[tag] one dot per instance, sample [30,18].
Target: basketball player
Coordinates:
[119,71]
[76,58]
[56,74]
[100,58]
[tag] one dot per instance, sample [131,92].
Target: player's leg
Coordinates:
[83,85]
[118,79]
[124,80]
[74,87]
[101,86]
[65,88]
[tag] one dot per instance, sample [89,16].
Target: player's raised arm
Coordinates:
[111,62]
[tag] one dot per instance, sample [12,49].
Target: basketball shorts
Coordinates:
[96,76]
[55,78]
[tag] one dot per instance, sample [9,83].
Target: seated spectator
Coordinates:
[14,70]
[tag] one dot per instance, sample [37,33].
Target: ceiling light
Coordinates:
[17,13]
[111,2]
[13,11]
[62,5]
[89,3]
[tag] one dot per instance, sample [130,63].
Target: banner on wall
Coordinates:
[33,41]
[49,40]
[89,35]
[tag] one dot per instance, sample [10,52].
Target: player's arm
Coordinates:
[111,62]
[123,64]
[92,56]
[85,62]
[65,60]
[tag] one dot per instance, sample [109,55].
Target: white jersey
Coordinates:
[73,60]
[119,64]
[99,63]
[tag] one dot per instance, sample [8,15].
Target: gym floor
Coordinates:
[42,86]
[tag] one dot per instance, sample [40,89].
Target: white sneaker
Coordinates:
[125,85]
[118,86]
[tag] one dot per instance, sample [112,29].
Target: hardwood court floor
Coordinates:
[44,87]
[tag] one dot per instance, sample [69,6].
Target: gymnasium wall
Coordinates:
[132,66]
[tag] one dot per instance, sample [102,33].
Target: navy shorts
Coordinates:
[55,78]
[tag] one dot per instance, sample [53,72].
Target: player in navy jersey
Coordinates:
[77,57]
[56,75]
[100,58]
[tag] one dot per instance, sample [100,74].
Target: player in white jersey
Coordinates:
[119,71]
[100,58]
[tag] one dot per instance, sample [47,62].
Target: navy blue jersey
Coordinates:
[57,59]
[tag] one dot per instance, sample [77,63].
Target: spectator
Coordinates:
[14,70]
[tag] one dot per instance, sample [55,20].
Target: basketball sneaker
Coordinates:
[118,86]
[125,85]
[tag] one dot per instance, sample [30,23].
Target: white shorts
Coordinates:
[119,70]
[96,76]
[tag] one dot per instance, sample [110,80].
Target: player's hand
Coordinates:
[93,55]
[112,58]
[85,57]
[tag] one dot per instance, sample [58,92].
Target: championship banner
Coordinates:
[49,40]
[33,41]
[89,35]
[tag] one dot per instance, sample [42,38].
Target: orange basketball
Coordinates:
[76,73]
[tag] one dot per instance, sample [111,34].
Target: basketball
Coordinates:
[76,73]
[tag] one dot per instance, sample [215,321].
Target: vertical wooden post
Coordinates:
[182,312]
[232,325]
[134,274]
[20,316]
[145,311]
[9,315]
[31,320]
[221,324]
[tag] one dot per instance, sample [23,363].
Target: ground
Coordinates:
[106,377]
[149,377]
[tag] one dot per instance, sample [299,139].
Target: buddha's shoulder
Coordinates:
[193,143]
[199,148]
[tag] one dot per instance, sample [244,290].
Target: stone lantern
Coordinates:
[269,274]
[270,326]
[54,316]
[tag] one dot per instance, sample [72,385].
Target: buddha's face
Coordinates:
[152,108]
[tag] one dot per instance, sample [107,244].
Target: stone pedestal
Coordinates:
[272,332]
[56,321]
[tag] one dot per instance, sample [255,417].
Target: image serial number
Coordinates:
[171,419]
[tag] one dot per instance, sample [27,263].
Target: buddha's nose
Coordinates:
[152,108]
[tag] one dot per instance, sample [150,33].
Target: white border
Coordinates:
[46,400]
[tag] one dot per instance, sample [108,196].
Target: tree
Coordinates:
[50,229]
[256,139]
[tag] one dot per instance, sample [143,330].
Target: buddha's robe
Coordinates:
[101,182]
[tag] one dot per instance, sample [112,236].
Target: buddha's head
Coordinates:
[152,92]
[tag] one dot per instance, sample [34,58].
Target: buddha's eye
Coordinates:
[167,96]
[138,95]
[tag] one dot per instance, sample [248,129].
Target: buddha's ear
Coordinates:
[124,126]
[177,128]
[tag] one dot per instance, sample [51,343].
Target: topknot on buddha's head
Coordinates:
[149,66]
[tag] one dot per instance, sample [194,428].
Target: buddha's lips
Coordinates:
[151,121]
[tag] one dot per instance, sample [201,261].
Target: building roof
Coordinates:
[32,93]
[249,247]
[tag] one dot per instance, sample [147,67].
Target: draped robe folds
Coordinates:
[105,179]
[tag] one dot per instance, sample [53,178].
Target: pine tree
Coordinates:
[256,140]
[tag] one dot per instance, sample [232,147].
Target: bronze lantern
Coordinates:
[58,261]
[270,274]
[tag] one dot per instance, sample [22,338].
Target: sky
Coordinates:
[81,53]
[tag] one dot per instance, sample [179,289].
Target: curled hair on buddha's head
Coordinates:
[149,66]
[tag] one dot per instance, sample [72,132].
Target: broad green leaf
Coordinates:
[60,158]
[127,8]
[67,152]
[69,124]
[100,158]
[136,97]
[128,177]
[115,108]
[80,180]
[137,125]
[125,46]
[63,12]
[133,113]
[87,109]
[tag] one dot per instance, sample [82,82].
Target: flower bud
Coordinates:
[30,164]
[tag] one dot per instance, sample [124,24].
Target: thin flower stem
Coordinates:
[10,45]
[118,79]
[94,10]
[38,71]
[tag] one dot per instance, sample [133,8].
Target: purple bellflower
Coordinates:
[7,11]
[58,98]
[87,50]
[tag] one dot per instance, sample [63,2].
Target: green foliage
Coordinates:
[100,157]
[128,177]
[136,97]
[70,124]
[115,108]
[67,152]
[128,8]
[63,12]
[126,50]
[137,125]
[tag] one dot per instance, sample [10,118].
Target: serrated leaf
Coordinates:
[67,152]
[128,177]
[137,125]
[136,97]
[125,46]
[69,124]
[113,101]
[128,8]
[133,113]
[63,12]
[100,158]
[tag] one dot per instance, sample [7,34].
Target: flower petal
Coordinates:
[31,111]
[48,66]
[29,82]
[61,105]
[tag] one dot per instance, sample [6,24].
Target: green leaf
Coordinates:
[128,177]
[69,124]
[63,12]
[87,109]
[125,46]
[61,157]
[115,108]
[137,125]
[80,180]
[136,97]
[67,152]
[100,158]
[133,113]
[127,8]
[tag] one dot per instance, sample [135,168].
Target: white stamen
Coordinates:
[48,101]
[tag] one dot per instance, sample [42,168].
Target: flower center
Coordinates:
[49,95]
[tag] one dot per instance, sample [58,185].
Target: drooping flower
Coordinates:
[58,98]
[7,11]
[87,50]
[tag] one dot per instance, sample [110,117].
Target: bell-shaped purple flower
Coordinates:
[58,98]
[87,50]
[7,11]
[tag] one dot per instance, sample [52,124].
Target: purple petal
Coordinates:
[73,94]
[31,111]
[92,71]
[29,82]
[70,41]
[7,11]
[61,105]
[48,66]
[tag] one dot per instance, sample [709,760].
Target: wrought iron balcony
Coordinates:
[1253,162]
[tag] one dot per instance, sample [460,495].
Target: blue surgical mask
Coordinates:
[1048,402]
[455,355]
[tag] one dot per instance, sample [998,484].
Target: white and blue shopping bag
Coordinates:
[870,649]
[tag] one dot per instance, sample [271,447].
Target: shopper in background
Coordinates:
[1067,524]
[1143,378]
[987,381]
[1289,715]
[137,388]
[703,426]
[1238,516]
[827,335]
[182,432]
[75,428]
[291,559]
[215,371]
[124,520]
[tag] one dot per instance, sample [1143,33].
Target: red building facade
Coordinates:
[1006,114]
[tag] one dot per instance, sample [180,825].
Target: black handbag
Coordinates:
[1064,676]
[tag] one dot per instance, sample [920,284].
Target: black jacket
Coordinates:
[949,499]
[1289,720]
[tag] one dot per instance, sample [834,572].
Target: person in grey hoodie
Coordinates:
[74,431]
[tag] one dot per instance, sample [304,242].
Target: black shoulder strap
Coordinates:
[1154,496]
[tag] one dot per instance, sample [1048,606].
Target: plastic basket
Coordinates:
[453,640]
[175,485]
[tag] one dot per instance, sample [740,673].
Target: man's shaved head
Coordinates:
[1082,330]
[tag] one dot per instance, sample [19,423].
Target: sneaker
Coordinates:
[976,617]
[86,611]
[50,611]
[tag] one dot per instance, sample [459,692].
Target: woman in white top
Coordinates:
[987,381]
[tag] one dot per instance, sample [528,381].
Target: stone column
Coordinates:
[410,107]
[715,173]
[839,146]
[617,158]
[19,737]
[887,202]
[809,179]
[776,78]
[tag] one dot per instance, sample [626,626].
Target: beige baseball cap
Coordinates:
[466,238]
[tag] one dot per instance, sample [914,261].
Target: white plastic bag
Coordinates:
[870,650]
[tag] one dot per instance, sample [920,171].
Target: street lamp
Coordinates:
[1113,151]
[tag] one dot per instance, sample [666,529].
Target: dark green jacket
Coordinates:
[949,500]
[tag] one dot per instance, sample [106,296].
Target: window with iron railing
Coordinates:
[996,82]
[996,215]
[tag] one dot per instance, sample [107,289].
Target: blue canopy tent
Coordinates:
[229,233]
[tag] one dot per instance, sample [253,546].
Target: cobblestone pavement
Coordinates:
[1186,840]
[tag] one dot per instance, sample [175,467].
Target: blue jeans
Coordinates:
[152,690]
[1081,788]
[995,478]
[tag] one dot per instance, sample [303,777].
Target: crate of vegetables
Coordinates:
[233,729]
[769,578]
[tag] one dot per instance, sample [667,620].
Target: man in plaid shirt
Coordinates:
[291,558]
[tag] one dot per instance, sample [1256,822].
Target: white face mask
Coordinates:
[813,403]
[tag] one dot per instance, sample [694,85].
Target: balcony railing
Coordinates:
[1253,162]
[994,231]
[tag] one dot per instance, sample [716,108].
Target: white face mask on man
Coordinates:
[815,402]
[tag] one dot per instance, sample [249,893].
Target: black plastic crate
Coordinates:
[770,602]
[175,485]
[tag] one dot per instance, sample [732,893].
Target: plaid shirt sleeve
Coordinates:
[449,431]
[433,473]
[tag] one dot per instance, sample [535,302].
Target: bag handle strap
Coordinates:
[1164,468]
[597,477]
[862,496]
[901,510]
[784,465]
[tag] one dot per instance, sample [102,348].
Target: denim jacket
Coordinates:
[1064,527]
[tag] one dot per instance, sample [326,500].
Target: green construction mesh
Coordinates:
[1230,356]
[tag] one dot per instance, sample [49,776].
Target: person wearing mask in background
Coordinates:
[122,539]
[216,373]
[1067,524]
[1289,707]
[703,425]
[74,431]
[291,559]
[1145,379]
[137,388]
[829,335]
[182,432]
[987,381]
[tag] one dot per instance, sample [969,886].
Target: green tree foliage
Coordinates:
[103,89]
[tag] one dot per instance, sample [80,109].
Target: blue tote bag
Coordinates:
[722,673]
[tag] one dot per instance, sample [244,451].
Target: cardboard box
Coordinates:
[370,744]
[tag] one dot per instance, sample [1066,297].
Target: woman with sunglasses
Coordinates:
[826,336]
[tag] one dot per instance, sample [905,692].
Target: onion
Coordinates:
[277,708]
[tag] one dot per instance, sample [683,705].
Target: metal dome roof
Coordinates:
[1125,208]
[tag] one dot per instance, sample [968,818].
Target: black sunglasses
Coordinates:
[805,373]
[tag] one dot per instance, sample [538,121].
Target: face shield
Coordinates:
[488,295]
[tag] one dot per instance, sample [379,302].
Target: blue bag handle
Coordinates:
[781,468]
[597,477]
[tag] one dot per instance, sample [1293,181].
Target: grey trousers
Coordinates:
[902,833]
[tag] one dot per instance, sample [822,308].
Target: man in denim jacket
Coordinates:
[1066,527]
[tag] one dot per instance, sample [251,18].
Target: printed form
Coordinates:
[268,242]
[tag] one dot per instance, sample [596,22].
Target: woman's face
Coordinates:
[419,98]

___

Exercise directions:
Repeat, without change, each line of the data above from the one that contains "[tag] one dot per instance, sample [968,818]." through the final line, counting both.

Result:
[tag] one dot per instance, sample [968,818].
Target: black sunglasses
Coordinates:
[805,373]
[tag] one dot per instance, sample [538,121].
Target: face shield
Coordinates:
[488,295]
[tag] one dot per instance, sample [379,302].
Target: blue bag handle
Coordinates:
[781,468]
[597,477]
[tag] one dot per instance, sample [1293,181].
Target: grey trousers
Coordinates:
[902,833]
[tag] one dot per instance, sample [822,308].
Target: man in denim jacket
Coordinates:
[1066,527]
[tag] one dot per instance, sample [251,18].
Target: printed form
Coordinates:
[268,242]
[tag] one dot per instance, sample [596,22].
Target: woman's face
Coordinates:
[419,98]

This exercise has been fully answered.